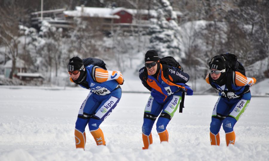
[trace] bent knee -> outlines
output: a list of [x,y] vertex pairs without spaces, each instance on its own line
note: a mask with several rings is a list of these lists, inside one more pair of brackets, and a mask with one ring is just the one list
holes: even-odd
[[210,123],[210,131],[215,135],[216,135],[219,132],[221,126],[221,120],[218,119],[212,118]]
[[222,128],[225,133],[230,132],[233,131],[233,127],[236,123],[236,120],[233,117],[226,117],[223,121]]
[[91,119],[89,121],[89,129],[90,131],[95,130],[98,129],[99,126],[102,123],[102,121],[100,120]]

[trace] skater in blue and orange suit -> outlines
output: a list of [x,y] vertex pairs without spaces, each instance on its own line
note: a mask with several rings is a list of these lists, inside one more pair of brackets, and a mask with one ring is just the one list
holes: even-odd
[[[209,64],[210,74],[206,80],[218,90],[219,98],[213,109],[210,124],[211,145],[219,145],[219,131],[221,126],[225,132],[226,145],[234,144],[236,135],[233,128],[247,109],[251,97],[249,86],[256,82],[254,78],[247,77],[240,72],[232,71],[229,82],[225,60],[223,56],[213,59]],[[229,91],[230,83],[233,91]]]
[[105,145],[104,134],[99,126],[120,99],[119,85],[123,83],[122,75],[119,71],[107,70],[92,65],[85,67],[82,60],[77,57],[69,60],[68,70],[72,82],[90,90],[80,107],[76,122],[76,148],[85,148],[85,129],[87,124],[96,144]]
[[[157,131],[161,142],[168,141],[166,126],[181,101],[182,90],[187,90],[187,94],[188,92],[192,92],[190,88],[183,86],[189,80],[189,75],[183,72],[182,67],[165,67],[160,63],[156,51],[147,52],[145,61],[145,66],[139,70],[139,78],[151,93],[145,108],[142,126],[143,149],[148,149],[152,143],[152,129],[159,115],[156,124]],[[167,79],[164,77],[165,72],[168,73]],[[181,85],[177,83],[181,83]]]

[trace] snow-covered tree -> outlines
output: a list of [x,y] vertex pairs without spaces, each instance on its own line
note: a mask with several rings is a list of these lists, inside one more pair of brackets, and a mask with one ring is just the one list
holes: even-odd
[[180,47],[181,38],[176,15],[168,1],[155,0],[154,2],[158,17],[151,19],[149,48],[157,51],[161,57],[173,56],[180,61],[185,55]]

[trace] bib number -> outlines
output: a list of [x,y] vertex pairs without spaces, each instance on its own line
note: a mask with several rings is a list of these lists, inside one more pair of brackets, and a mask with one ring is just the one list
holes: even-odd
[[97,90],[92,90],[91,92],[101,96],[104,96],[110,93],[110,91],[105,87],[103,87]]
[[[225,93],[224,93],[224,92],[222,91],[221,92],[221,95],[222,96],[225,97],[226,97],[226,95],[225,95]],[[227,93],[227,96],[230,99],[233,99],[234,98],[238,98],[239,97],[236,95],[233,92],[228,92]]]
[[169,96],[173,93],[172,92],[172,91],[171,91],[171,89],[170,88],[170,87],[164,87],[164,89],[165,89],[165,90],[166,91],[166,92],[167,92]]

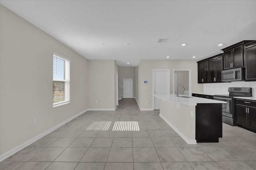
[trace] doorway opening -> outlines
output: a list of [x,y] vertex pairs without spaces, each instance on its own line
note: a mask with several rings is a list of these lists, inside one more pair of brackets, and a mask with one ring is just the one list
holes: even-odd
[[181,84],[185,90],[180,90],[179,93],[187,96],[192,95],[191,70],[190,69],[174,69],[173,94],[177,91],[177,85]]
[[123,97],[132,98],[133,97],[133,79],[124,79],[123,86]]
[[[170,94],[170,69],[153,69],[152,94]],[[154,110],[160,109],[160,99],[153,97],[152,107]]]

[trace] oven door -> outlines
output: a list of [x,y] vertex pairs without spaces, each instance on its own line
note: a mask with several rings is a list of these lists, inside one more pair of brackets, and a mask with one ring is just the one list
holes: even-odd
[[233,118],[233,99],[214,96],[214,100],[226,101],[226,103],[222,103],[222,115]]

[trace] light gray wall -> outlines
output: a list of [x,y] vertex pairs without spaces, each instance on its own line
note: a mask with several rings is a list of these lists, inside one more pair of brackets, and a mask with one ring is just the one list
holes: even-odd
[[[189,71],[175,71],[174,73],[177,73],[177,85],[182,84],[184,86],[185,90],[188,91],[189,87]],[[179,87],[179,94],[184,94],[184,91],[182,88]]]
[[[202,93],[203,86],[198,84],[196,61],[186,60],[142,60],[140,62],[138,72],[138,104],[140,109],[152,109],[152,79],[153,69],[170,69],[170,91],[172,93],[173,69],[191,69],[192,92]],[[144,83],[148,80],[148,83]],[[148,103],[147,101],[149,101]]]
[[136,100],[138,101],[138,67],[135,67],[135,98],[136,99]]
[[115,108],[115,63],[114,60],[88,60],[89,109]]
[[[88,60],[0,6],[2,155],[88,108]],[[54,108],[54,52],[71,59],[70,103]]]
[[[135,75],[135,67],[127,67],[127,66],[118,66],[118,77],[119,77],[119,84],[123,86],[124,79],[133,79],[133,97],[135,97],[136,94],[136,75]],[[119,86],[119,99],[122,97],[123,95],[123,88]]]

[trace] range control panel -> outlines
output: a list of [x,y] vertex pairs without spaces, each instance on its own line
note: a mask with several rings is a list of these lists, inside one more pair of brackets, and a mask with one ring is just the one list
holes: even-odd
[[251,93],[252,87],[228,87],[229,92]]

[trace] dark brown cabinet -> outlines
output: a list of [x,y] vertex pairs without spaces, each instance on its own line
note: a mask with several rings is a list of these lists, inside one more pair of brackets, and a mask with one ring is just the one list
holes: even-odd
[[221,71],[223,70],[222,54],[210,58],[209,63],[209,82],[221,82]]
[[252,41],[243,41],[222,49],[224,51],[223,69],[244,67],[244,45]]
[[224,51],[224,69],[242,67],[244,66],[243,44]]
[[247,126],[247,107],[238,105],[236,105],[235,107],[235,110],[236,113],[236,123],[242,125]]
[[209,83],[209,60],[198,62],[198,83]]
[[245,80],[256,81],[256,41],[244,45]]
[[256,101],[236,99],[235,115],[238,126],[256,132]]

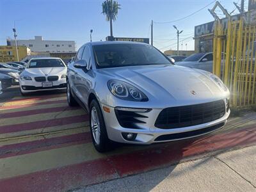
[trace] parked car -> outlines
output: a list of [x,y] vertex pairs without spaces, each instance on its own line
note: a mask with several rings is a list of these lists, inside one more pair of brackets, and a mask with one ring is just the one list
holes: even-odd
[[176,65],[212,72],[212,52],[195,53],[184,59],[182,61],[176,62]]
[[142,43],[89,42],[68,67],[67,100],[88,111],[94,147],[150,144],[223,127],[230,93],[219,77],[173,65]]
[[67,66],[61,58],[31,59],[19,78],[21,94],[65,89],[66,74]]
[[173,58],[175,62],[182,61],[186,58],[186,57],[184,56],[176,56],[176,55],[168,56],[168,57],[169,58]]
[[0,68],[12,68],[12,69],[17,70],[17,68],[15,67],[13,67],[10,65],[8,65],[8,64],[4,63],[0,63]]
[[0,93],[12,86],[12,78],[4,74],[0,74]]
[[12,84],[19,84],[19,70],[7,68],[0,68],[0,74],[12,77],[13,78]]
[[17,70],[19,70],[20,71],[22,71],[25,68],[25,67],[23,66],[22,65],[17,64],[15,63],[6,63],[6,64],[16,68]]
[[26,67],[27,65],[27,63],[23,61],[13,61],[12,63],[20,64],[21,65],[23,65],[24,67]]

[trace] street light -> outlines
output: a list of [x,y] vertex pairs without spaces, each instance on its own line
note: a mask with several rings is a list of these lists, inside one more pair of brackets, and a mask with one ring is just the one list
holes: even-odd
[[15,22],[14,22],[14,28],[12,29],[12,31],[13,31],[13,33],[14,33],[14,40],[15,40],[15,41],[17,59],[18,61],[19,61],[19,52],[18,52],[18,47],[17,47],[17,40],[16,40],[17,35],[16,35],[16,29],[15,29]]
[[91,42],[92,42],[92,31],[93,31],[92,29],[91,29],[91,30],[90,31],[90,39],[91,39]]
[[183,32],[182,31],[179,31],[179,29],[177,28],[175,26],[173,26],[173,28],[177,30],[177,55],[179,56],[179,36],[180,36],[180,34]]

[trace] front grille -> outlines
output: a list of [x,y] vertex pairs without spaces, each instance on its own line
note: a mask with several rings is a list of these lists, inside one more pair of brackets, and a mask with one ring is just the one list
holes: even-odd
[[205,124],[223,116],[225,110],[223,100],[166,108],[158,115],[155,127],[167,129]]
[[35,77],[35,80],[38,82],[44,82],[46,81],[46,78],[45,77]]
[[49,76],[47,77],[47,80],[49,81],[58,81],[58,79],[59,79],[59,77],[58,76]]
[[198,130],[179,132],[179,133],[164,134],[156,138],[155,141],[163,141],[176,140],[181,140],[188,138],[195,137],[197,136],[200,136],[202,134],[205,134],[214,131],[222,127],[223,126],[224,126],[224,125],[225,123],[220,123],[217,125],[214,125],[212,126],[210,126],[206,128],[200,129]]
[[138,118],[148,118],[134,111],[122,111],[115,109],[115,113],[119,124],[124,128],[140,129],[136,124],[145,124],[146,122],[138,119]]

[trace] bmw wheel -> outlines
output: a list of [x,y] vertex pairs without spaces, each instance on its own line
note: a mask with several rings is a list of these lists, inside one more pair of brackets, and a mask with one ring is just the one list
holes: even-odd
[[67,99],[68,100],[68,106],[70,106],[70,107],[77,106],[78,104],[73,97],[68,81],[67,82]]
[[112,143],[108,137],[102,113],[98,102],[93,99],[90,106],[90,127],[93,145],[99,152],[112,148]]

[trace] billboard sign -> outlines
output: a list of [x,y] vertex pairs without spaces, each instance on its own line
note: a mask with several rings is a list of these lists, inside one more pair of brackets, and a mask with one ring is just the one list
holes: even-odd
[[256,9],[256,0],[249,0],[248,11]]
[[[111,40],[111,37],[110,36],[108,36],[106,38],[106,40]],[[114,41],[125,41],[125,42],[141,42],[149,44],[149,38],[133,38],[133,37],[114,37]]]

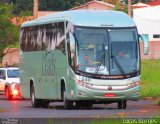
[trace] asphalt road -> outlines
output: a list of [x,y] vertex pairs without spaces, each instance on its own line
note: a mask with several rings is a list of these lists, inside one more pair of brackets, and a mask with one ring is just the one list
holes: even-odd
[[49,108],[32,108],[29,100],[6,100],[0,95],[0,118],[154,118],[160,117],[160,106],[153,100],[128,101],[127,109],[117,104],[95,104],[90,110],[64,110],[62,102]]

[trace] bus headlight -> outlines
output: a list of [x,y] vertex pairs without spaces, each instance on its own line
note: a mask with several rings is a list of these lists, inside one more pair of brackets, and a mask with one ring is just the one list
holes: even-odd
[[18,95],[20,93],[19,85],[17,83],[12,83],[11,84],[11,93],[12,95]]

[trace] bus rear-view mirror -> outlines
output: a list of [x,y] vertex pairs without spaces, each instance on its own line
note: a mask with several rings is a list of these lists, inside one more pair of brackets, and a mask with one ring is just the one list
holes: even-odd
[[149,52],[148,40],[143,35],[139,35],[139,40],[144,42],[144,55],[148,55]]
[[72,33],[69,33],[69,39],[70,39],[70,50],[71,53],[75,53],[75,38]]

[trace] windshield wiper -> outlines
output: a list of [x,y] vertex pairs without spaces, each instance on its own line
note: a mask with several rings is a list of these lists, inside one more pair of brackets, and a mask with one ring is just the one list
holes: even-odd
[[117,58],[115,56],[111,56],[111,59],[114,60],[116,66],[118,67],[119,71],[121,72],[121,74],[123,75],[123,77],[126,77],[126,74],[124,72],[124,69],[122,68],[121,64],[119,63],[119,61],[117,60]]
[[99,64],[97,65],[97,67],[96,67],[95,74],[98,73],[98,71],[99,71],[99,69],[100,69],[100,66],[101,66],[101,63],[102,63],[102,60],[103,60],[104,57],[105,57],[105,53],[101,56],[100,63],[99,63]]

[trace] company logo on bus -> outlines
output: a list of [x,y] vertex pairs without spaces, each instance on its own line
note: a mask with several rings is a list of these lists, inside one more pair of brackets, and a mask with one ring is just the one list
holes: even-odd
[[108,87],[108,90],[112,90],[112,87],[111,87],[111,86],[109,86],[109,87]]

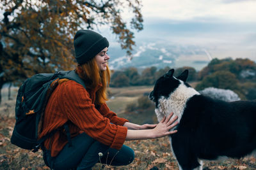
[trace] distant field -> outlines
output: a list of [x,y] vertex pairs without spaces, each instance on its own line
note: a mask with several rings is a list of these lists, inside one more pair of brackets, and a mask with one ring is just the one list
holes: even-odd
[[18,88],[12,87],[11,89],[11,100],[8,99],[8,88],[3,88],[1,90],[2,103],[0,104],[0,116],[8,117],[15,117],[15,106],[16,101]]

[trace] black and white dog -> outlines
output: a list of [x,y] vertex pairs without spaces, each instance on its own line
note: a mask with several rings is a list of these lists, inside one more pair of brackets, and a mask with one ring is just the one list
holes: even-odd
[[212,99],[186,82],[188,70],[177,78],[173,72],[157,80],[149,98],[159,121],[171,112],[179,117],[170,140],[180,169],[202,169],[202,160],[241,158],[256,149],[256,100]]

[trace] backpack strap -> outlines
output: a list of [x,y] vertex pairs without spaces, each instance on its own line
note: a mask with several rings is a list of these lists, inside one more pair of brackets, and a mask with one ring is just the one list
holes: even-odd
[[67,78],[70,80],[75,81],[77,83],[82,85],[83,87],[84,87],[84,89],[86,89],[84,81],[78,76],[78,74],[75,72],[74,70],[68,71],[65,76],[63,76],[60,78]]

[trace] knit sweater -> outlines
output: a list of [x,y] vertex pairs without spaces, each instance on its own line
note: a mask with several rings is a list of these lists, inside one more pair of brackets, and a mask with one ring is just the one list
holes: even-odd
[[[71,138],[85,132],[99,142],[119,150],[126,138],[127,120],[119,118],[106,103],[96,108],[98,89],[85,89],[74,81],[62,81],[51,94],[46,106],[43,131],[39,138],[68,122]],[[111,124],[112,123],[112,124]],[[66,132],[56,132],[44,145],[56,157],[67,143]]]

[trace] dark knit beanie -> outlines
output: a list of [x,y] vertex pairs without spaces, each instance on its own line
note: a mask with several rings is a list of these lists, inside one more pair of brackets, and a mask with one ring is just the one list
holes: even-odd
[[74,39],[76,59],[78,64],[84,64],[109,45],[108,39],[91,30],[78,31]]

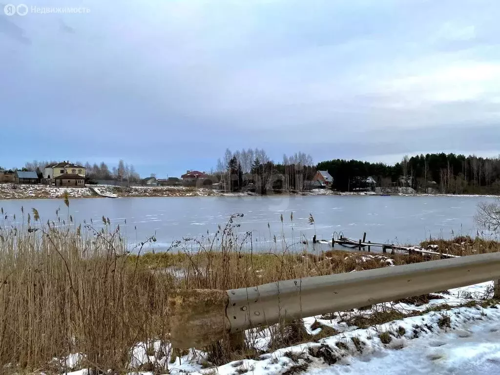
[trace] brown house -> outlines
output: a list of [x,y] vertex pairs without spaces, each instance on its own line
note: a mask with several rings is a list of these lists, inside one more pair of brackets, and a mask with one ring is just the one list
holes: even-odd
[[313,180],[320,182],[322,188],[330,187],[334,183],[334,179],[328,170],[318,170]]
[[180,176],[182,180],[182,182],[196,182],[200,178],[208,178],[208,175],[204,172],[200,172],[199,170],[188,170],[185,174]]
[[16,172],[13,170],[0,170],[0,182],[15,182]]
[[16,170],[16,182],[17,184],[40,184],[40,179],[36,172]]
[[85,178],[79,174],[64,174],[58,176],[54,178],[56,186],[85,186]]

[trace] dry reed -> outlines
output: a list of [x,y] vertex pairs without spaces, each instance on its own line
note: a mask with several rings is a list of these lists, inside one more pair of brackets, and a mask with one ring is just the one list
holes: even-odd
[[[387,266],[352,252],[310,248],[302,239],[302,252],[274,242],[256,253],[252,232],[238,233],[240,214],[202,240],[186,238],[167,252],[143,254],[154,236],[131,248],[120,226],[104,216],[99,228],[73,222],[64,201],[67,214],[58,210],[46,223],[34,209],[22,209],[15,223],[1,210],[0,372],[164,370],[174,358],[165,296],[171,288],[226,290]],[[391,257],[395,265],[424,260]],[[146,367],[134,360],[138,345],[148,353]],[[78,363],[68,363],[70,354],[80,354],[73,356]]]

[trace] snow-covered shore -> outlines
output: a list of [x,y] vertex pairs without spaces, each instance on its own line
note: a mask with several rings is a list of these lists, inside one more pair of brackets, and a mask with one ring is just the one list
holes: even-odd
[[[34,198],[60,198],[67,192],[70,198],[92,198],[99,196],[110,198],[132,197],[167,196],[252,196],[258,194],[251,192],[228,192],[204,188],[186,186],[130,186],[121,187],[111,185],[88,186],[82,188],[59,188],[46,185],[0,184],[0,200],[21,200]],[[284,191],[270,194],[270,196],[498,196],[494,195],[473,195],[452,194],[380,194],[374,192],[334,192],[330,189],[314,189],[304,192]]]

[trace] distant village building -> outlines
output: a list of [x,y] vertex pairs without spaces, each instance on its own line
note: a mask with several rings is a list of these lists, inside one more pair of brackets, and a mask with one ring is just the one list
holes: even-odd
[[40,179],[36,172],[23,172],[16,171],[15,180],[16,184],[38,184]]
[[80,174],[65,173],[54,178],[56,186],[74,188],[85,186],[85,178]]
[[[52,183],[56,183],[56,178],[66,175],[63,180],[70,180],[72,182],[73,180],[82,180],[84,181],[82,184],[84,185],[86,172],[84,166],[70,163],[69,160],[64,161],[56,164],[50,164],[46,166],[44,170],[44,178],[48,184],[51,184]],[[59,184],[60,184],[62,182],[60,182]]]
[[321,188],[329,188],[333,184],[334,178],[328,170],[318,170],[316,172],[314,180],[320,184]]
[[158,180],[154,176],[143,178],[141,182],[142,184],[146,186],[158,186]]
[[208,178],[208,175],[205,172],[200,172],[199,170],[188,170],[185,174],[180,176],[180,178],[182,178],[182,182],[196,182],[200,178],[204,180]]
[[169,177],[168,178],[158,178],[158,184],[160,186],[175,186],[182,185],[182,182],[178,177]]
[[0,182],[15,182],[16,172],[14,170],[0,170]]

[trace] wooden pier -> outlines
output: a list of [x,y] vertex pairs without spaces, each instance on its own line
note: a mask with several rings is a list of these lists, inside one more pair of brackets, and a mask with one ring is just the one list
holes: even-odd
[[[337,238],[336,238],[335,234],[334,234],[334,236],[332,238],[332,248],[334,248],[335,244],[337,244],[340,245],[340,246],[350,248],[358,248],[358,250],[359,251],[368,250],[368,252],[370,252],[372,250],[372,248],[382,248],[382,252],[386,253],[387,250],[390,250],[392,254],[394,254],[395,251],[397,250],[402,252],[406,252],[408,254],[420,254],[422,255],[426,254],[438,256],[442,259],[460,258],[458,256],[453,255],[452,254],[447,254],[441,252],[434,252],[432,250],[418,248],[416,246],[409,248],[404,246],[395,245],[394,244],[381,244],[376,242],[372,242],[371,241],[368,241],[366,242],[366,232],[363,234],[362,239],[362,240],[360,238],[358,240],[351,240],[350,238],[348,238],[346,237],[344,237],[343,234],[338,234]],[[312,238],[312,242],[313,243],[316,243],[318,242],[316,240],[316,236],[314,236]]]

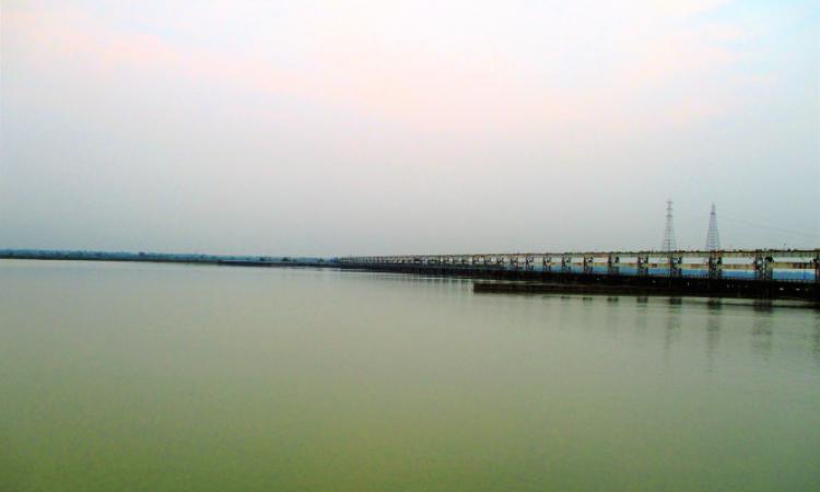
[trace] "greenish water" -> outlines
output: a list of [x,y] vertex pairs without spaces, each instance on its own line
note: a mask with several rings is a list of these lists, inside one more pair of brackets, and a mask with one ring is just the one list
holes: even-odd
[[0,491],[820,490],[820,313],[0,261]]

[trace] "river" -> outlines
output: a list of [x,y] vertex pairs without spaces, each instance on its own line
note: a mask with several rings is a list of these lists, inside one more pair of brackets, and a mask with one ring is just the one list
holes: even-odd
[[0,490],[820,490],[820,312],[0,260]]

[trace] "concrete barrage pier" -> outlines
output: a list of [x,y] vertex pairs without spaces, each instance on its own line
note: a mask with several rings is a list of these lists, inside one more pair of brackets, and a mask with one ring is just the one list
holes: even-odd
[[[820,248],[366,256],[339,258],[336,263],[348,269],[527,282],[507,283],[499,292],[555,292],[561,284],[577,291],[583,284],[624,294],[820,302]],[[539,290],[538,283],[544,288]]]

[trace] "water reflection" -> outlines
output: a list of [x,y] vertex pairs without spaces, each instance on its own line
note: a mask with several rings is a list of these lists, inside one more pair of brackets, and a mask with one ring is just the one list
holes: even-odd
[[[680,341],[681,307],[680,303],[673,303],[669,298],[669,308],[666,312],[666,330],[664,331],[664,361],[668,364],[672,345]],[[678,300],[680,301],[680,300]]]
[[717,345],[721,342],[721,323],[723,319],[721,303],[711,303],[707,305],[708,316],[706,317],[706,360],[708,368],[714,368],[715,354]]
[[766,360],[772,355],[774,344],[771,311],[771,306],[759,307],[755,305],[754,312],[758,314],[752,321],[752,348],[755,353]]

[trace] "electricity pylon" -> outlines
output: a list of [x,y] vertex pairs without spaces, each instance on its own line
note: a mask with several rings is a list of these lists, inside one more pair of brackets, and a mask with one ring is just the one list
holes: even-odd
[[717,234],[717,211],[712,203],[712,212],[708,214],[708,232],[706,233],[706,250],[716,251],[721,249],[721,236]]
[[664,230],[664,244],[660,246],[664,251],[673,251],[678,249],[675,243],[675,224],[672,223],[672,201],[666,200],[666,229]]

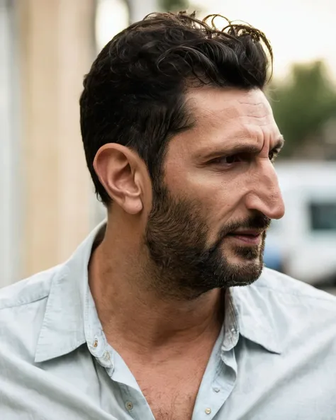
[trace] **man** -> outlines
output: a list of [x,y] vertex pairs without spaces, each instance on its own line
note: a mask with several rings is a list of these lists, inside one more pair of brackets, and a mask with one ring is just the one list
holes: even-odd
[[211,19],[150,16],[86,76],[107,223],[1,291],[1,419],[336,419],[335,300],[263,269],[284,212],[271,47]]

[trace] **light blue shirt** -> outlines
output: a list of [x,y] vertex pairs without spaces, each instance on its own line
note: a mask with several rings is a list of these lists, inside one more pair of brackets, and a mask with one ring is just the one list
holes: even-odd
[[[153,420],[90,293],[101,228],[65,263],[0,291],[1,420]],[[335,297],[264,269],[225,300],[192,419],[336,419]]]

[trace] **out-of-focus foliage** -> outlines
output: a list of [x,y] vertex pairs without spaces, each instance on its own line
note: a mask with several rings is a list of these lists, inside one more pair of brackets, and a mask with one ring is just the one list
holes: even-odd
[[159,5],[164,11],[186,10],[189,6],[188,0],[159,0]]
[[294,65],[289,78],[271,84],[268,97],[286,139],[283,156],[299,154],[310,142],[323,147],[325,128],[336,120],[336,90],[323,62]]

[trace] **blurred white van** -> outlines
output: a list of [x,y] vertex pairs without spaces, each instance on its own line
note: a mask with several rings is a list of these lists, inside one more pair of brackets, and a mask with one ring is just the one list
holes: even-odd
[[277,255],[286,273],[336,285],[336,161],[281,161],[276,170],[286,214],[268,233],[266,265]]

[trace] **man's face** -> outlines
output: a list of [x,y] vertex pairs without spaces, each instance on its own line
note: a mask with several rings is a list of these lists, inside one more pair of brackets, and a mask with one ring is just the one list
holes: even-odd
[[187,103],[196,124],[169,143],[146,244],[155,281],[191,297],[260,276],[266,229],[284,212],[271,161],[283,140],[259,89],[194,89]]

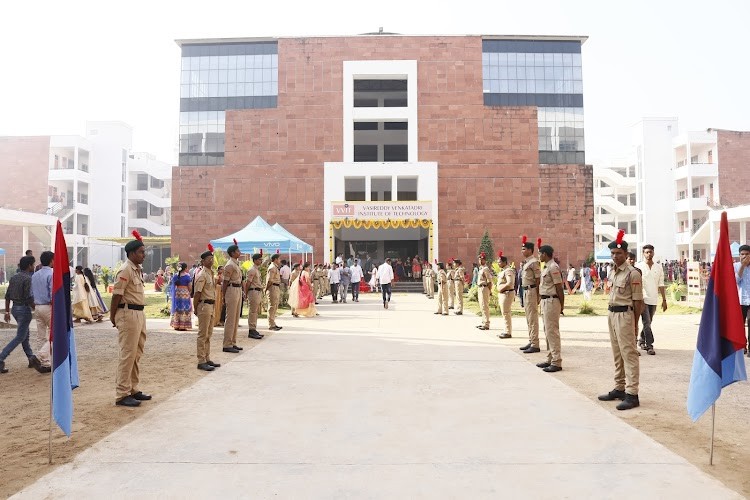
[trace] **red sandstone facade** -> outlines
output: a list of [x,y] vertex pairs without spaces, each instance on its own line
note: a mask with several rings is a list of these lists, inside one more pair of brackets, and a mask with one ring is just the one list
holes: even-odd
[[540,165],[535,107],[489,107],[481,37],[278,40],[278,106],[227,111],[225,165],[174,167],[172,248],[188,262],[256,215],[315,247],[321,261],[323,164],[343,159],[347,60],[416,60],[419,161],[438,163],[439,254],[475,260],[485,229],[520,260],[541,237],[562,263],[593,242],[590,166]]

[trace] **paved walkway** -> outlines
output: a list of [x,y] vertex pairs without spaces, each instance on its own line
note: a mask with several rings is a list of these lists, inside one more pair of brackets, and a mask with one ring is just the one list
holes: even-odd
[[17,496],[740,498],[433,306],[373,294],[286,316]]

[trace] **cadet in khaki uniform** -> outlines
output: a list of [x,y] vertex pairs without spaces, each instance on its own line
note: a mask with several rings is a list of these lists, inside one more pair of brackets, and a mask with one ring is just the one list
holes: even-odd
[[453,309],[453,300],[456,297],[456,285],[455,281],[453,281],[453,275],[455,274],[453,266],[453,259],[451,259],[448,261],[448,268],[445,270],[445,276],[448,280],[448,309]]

- - - - - - -

__WHAT THIS TASK INVOLVES__: Find each line above that contains the word "brown" and copy it out in full.

__EXPECTED OUTPUT__:
[trace] dark brown cabinet -> outlines
[trace] brown house -> outlines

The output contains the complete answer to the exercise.